(Task objective)
Would you repeat each line below exactly, without the pictures?

#### Input data

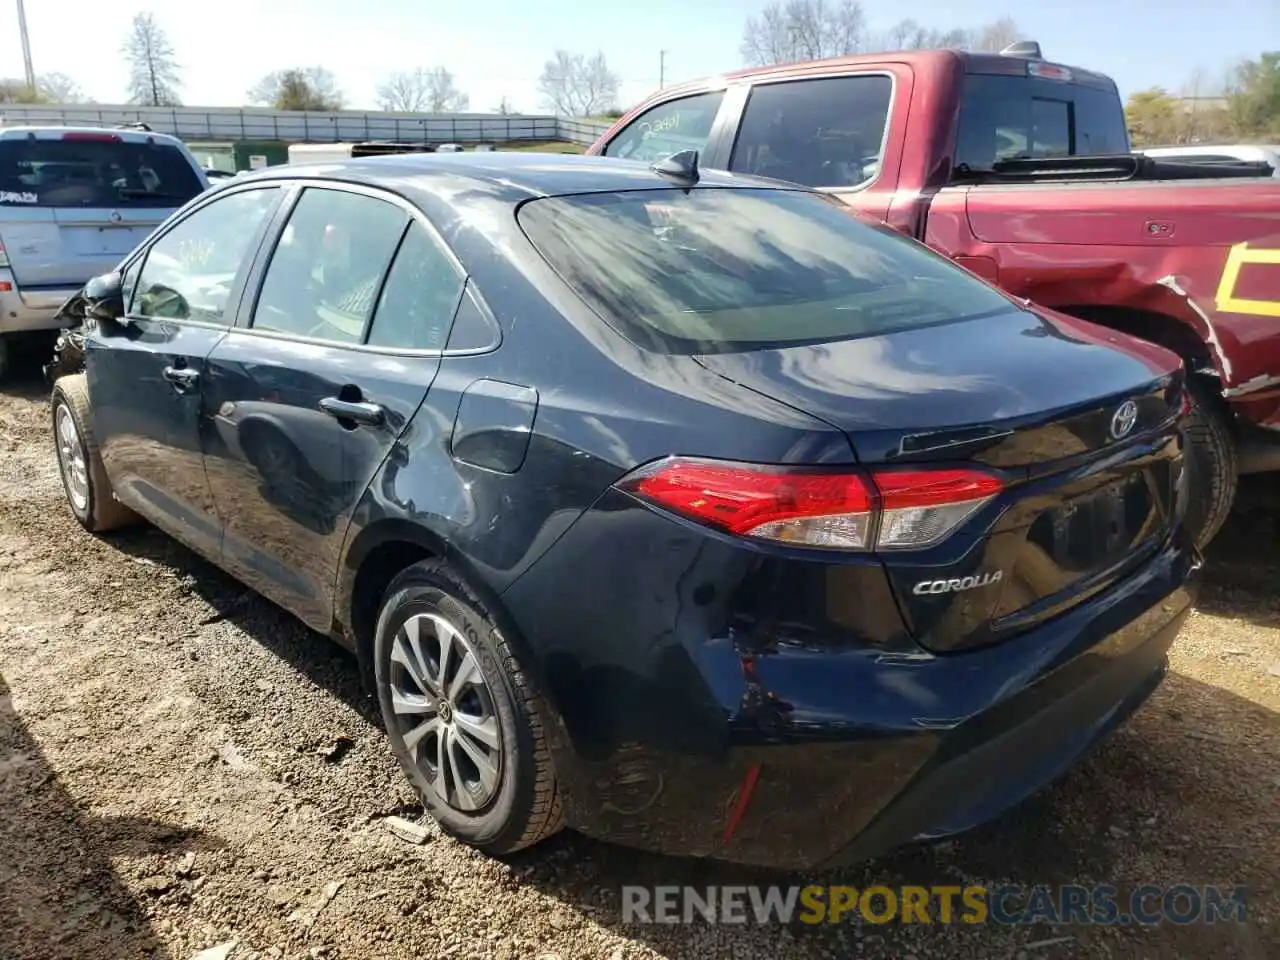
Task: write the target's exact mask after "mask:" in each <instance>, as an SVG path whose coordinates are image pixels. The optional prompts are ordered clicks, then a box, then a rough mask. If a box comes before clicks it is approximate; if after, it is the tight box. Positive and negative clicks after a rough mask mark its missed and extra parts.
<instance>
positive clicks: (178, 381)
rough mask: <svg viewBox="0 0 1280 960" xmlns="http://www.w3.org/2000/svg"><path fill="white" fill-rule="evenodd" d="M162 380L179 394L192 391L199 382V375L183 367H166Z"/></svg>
mask: <svg viewBox="0 0 1280 960" xmlns="http://www.w3.org/2000/svg"><path fill="white" fill-rule="evenodd" d="M163 376H164V379H165V380H168V381H169V383H172V384H173V385H174V387H175V388H177V389H178V390H179V392H180V393H184V392H187V390H189V389H192V388H193V387H195V385H196V384H197V383H198V381H200V374H198V372H197V371H195V370H188V369H187V367H184V366H166V367H165V369H164V374H163Z"/></svg>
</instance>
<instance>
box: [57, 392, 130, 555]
mask: <svg viewBox="0 0 1280 960" xmlns="http://www.w3.org/2000/svg"><path fill="white" fill-rule="evenodd" d="M51 406H52V420H54V424H52V426H54V444H55V447H56V451H58V471H59V472H60V474H61V477H63V489H64V490H65V492H67V503H68V506H69V507H70V508H72V515H73V516H74V517H76V520H77V521H78V522H79V525H81V526H82V527H84V529H86V530H88V531H90V532H93V534H102V532H106V531H108V530H115V529H116V527H122V526H127V525H128V524H132V522H136V521H137V518H138V517H137V515H136V513H134V512H133V511H132V509H129V508H128V507H125V506H124V504H123V503H120V502H119V500H116V499H115V497H114V495H113V493H111V481H110V480H108V477H106V467H104V466H102V456H101V453H99V449H97V442H96V440H95V439H93V431H92V420H91V417H90V406H88V383H86V380H84V375H83V374H77V375H76V376H64V378H61V379H60V380H58V383H56V384H55V385H54V397H52V404H51Z"/></svg>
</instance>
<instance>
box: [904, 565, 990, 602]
mask: <svg viewBox="0 0 1280 960" xmlns="http://www.w3.org/2000/svg"><path fill="white" fill-rule="evenodd" d="M1004 579H1005V571H1002V570H992V571H988V572H986V573H978V575H977V576H972V577H951V579H948V580H922V581H920V582H919V584H916V585H915V586H913V588H911V593H913V594H915V595H916V596H924V595H925V594H957V593H961V591H964V590H975V589H978V588H979V586H991V585H992V584H998V582H1000V581H1001V580H1004Z"/></svg>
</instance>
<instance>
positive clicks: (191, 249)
mask: <svg viewBox="0 0 1280 960" xmlns="http://www.w3.org/2000/svg"><path fill="white" fill-rule="evenodd" d="M280 193H282V191H280V189H279V188H257V189H248V191H238V192H233V193H228V195H223V196H220V197H218V198H215V200H212V201H211V202H209V204H205V205H201V206H200V207H196V209H193V210H192V211H191V212H189V214H188V215H187V216H184V218H183V219H182V220H179V221H177V223H175V224H174V225H173V227H172V228H170V229H168V230H166V232H165V233H164V234H163V236H160V237H157V238H156V239H155V241H154V242H151V243H150V244H147V247H146V248H143V250H141V251H140V252H138V256H137V257H134V259H132V260H131V262H129V264H127V265H125V269H124V292H125V319H124V321H122V323H104V324H101V325H100V326H99V328H97V330H96V332H95V333H93V335H91V337H88V338H87V339H86V352H84V365H86V372H87V375H88V384H90V396H91V397H92V399H93V421H95V428H96V433H97V435H99V436H100V438H102V461H104V463H105V466H106V470H108V474H109V475H110V477H111V484H113V486H114V488H115V493H116V495H118V497H119V498H120V499H122V500H123V502H124V503H127V504H128V506H129V507H132V508H133V509H136V511H137V512H138V513H141V515H142V516H145V517H147V518H148V520H151V521H152V522H154V524H155V525H156V526H159V527H160V529H163V530H165V531H166V532H169V534H172V535H173V536H175V538H178V539H179V540H183V541H184V543H188V544H189V545H191V547H192V548H193V549H197V550H200V552H201V553H205V554H206V556H210V557H216V556H218V549H219V544H220V539H221V538H220V524H219V521H218V517H216V515H215V512H214V503H212V497H211V495H210V490H209V483H207V481H206V479H205V467H204V454H202V451H201V422H202V419H201V396H202V389H204V381H205V375H206V365H205V361H206V358H207V356H209V352H210V351H211V349H212V348H214V344H216V343H218V342H219V340H220V339H221V338H223V337H224V335H225V334H227V329H228V326H229V325H230V321H232V317H233V316H234V310H236V305H237V301H238V297H239V292H241V291H242V289H243V282H244V279H243V278H244V276H246V275H247V271H248V265H250V264H251V262H252V257H251V256H250V255H251V252H252V251H255V250H256V247H257V244H259V243H260V242H261V237H262V232H264V230H265V227H266V221H268V219H269V215H270V212H271V210H273V209H274V207H275V205H276V204H278V202H279V197H280Z"/></svg>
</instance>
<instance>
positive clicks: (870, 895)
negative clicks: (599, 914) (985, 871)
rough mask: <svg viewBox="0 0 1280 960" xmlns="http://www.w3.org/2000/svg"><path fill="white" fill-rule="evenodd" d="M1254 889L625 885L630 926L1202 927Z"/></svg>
mask: <svg viewBox="0 0 1280 960" xmlns="http://www.w3.org/2000/svg"><path fill="white" fill-rule="evenodd" d="M1245 895H1247V891H1245V888H1244V887H1213V886H1192V884H1189V883H1180V884H1176V886H1170V887H1160V886H1155V884H1144V886H1139V887H1135V888H1134V890H1132V891H1129V892H1126V893H1121V892H1120V890H1119V888H1117V887H1115V886H1110V884H1100V886H1080V884H1064V886H1056V887H1051V886H1047V884H1041V886H1033V887H1027V886H1020V884H1004V886H995V887H986V886H964V887H961V886H950V884H937V886H929V887H923V886H899V887H888V886H869V887H846V886H818V884H810V886H805V887H799V886H797V887H746V886H742V887H623V888H622V922H623V923H671V924H678V923H754V924H762V925H763V924H771V923H781V924H790V923H792V922H799V923H809V924H818V923H842V922H864V923H892V922H899V923H928V924H932V923H941V924H951V923H963V924H982V923H996V924H1007V925H1018V924H1032V923H1053V924H1089V925H1117V924H1119V925H1126V924H1144V925H1147V924H1158V923H1175V924H1192V923H1226V922H1236V923H1239V922H1243V920H1244V916H1245Z"/></svg>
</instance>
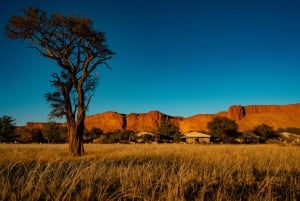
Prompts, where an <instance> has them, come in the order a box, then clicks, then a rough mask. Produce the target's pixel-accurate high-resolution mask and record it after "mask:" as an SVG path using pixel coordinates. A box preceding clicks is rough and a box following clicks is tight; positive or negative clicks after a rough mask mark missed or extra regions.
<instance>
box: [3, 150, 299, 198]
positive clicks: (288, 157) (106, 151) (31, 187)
mask: <svg viewBox="0 0 300 201" xmlns="http://www.w3.org/2000/svg"><path fill="white" fill-rule="evenodd" d="M85 151H86V153H85V154H84V155H83V156H80V157H75V156H72V155H69V154H68V145H46V144H35V145H34V144H33V145H21V144H17V145H13V144H3V145H0V156H1V157H0V186H1V188H0V200H11V201H14V200H15V201H20V200H32V201H33V200H34V201H36V200H72V201H73V200H78V201H82V200H104V201H106V200H128V201H129V200H130V201H133V200H137V201H140V200H147V201H157V200H165V201H176V200H179V201H181V200H217V201H218V200H230V201H231V200H241V201H244V200H251V201H252V200H253V201H254V200H255V201H263V200H264V201H265V200H292V201H297V200H300V146H280V145H188V144H129V145H122V144H110V145H103V144H88V145H85Z"/></svg>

########

(Exercise response)
Task: write the target's exact mask after "mask:" in each <instance>, as an SVG path whose coordinates are image pixels. The optional prompts are ordered clicks, then a box, then a rough mask. If a box comes before clicks it is approximate; if after, it is the tight box. Positive and negative clicks after a rough mask mark its missed and extra parts.
<instance>
positive clicks: (178, 381)
rough mask: <svg viewBox="0 0 1280 960" xmlns="http://www.w3.org/2000/svg"><path fill="white" fill-rule="evenodd" d="M162 380L179 394L192 391L199 382V375L183 367H166Z"/></svg>
mask: <svg viewBox="0 0 1280 960" xmlns="http://www.w3.org/2000/svg"><path fill="white" fill-rule="evenodd" d="M163 376H164V379H165V380H168V381H169V383H172V384H173V385H174V387H175V388H177V389H178V390H179V392H180V393H184V392H187V390H189V389H192V388H193V387H195V385H196V384H197V383H198V381H200V374H198V372H197V371H195V370H188V369H187V367H184V366H166V367H165V369H164V374H163Z"/></svg>
</instance>
<instance>
box: [57, 392, 130, 555]
mask: <svg viewBox="0 0 1280 960" xmlns="http://www.w3.org/2000/svg"><path fill="white" fill-rule="evenodd" d="M51 406H52V420H54V424H52V426H54V444H55V447H56V451H58V471H59V472H60V474H61V477H63V489H64V490H65V492H67V503H68V506H69V507H70V508H72V515H73V516H74V517H76V520H77V521H78V522H79V525H81V526H82V527H84V529H86V530H88V531H90V532H93V534H102V532H106V531H108V530H115V529H116V527H122V526H127V525H128V524H132V522H136V521H137V518H138V517H137V515H136V513H134V512H133V511H132V509H129V508H128V507H125V506H124V504H123V503H120V502H119V500H116V499H115V497H114V495H113V493H111V481H110V480H108V477H106V467H104V466H102V456H101V453H99V449H97V442H96V440H95V439H93V431H92V420H91V417H90V406H88V383H86V380H84V375H83V374H77V375H76V376H64V378H61V379H60V380H58V383H56V384H55V385H54V397H52V404H51Z"/></svg>
</instance>
<instance>
box: [904, 565, 990, 602]
mask: <svg viewBox="0 0 1280 960" xmlns="http://www.w3.org/2000/svg"><path fill="white" fill-rule="evenodd" d="M1004 579H1005V571H1002V570H992V571H988V572H986V573H978V575H977V576H972V577H951V579H948V580H922V581H920V582H919V584H916V585H915V586H913V588H911V593H913V594H915V595H916V596H924V595H925V594H957V593H961V591H964V590H975V589H978V588H979V586H991V585H992V584H998V582H1000V581H1001V580H1004Z"/></svg>
</instance>
<instance>
positive clicks: (191, 249)
mask: <svg viewBox="0 0 1280 960" xmlns="http://www.w3.org/2000/svg"><path fill="white" fill-rule="evenodd" d="M280 193H282V191H280V189H279V188H257V189H248V191H238V192H233V193H228V195H223V196H220V197H218V198H215V200H212V201H211V202H209V204H205V205H201V206H200V207H196V209H193V210H192V211H191V212H189V214H188V215H187V216H184V218H183V219H182V220H179V221H177V223H175V224H174V225H173V227H172V228H170V229H168V230H166V232H165V233H164V234H163V236H160V237H157V238H156V239H155V241H154V242H151V243H150V244H147V247H146V248H143V250H141V251H140V252H138V256H137V257H134V259H132V260H131V262H129V264H127V265H125V269H124V292H125V319H124V321H122V323H104V324H101V325H100V326H99V328H97V330H96V332H95V333H93V335H91V337H88V338H87V339H86V352H84V365H86V372H87V375H88V384H90V396H91V397H92V399H93V421H95V428H96V433H97V435H99V436H100V438H102V461H104V463H105V466H106V470H108V474H109V475H110V477H111V484H113V486H114V488H115V493H116V495H118V497H119V498H120V499H122V500H123V502H124V503H127V504H128V506H129V507H132V508H133V509H136V511H137V512H138V513H141V515H142V516H145V517H147V518H148V520H151V521H152V522H154V524H155V525H156V526H159V527H160V529H163V530H165V531H166V532H169V534H172V535H173V536H175V538H178V539H179V540H183V541H184V543H188V544H189V545H191V547H192V548H193V549H197V550H200V552H201V553H205V554H206V556H210V557H216V556H218V549H219V544H220V539H221V538H220V524H219V521H218V517H216V515H215V512H214V503H212V497H211V495H210V490H209V483H207V481H206V479H205V467H204V454H202V451H201V422H202V419H201V396H202V389H204V381H205V375H206V365H205V361H206V358H207V356H209V352H210V351H211V349H212V348H214V344H216V343H218V342H219V340H220V339H221V338H223V337H224V335H225V334H227V329H228V326H229V325H230V321H232V317H233V316H234V310H236V305H237V301H238V297H239V292H241V291H242V289H243V282H244V279H243V278H244V276H246V275H247V271H248V265H250V264H251V262H252V257H251V256H250V255H251V252H252V251H255V250H256V247H257V244H259V243H260V242H261V237H262V232H264V230H265V227H266V221H268V219H269V215H270V212H271V210H273V209H274V207H275V205H276V204H278V202H279V197H280Z"/></svg>
</instance>
<instance>
positive clicks: (870, 895)
negative clicks: (599, 914) (985, 871)
rough mask: <svg viewBox="0 0 1280 960" xmlns="http://www.w3.org/2000/svg"><path fill="white" fill-rule="evenodd" d="M1254 889L625 885L630 926L1202 927Z"/></svg>
mask: <svg viewBox="0 0 1280 960" xmlns="http://www.w3.org/2000/svg"><path fill="white" fill-rule="evenodd" d="M1245 895H1247V891H1245V888H1244V887H1213V886H1192V884H1189V883H1180V884H1176V886H1170V887H1160V886H1155V884H1144V886H1139V887H1135V888H1134V890H1132V891H1129V892H1126V893H1121V892H1120V890H1119V888H1117V887H1115V886H1110V884H1100V886H1080V884H1064V886H1056V887H1051V886H1047V884H1041V886H1033V887H1027V886H1020V884H1004V886H995V887H986V886H964V887H961V886H950V884H937V886H929V887H923V886H899V887H888V886H869V887H846V886H818V884H810V886H805V887H799V886H797V887H746V886H742V887H623V888H622V922H623V923H671V924H678V923H754V924H762V925H763V924H771V923H781V924H790V923H792V922H799V923H809V924H818V923H842V922H864V923H892V922H899V923H928V924H932V923H941V924H951V923H963V924H982V923H996V924H1007V925H1018V924H1032V923H1053V924H1089V925H1117V924H1119V925H1126V924H1144V925H1147V924H1158V923H1175V924H1192V923H1226V922H1236V923H1239V922H1243V920H1244V916H1245Z"/></svg>
</instance>
Prompts, where an <instance> has them, come in the order a box, then clicks, then a rough mask. Produce the target's pixel-accurate high-resolution mask and record it after "mask:" as an SVG path using pixel coordinates. A box preceding clicks is rough and a box following clicks is tight; positive or negative clicks after a rough mask mark missed or extra regions.
<instance>
box: [3, 150, 299, 198]
positive clicks: (288, 157) (106, 151) (31, 187)
mask: <svg viewBox="0 0 300 201" xmlns="http://www.w3.org/2000/svg"><path fill="white" fill-rule="evenodd" d="M85 151H86V153H85V154H84V155H83V156H80V157H75V156H72V155H69V154H68V145H46V144H35V145H34V144H33V145H21V144H17V145H13V144H3V145H0V156H1V157H0V186H1V188H0V200H11V201H14V200H15V201H20V200H32V201H33V200H34V201H36V200H72V201H73V200H78V201H82V200H104V201H106V200H128V201H129V200H130V201H133V200H137V201H140V200H147V201H157V200H165V201H176V200H179V201H181V200H217V201H218V200H230V201H231V200H241V201H244V200H251V201H252V200H253V201H254V200H255V201H263V200H264V201H265V200H292V201H297V200H300V146H280V145H188V144H129V145H122V144H110V145H103V144H88V145H85Z"/></svg>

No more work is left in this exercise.